--- BEGIN RECORDS FOR THE EXERCISE ---

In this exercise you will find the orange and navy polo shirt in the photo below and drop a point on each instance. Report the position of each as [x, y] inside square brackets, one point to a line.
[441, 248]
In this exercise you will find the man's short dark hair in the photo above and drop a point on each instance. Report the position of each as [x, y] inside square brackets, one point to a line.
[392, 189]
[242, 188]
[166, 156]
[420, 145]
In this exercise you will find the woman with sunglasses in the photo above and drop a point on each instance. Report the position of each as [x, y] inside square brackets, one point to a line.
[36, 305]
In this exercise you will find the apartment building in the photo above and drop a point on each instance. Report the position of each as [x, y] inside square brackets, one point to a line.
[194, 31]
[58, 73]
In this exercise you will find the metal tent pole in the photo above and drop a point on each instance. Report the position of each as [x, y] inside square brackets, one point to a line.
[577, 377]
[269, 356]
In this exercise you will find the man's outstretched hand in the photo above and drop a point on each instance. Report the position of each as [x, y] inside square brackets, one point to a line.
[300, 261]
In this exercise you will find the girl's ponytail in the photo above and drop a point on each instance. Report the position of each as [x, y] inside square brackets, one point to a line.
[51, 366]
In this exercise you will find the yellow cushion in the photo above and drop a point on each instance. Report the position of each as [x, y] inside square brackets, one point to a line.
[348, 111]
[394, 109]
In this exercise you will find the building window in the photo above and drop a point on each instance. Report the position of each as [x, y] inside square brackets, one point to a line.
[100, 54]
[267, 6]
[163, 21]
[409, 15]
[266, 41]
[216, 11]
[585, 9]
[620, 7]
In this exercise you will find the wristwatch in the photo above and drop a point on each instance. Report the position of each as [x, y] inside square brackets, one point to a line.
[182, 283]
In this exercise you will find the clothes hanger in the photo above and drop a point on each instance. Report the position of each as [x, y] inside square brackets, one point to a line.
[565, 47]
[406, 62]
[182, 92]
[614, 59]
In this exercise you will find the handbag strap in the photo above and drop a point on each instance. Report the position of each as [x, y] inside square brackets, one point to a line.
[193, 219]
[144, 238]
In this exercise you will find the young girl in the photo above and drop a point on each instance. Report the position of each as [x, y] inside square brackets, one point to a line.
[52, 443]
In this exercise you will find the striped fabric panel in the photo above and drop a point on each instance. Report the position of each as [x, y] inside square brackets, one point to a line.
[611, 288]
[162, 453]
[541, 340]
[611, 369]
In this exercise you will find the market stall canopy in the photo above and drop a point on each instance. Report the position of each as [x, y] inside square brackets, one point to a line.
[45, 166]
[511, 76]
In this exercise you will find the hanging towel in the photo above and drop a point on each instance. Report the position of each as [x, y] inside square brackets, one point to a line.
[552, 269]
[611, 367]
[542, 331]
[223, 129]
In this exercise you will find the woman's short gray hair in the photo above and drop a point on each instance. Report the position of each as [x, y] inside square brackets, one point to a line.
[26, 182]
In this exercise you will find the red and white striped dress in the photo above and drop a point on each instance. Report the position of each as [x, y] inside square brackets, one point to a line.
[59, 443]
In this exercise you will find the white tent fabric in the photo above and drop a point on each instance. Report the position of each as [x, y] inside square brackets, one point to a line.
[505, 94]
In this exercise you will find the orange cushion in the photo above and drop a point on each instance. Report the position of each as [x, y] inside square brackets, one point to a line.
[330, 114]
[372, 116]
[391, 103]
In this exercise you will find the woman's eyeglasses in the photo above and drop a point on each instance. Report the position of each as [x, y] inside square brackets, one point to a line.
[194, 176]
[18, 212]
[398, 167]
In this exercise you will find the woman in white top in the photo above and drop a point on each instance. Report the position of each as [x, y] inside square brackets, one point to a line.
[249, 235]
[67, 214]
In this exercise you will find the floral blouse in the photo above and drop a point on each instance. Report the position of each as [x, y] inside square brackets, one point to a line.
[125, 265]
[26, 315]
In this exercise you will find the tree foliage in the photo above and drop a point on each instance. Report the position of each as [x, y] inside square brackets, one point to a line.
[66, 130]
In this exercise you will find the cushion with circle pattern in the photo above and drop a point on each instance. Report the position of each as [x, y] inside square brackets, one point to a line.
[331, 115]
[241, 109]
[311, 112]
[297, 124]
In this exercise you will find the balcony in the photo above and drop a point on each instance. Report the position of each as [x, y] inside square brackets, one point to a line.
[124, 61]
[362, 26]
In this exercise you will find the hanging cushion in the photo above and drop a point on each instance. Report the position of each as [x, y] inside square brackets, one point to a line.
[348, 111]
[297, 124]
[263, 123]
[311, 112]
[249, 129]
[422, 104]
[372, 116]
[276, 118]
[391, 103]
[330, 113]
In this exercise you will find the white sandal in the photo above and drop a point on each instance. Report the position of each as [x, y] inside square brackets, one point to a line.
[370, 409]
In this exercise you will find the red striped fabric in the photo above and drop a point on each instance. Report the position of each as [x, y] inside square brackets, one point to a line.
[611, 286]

--- END RECORDS FOR THE EXERCISE ---

> DIRECTION
Please copy out every line, starting at the one that contains "In this exercise you will find the cushion" and ending at the final line above, and add 68 to each coordinate in the answers.

> FINISHED TASK
In this exercise you will find the cushion with circle pattern in the photo above and drop a point on each instance. Report the position of each as [x, y] inside square brackets, one point to a line.
[399, 183]
[309, 177]
[379, 180]
[365, 192]
In this exercise you will find the balcony in the photo above and drop a point on each instance. Report the position of each as [x, y] inside square brackets, one point to a line.
[192, 129]
[430, 94]
In this exercise you will find the hanging cushion in the photo above and drop a point on each instance. Report the position of each as [x, y] inside square brackets, one point to a line.
[416, 179]
[365, 192]
[331, 191]
[379, 180]
[317, 197]
[490, 172]
[440, 184]
[344, 186]
[459, 171]
[398, 181]
In this exercise you will find the white sandal in the photo above and drop a point on each instance. Report the position of each as [x, y] inside square brackets, one point to a line.
[438, 477]
In this exercise you will find the red striped fabric in the photo above and drop a point on each instance. Report the position of each as [x, y] inside square brackets, one point to a line.
[679, 354]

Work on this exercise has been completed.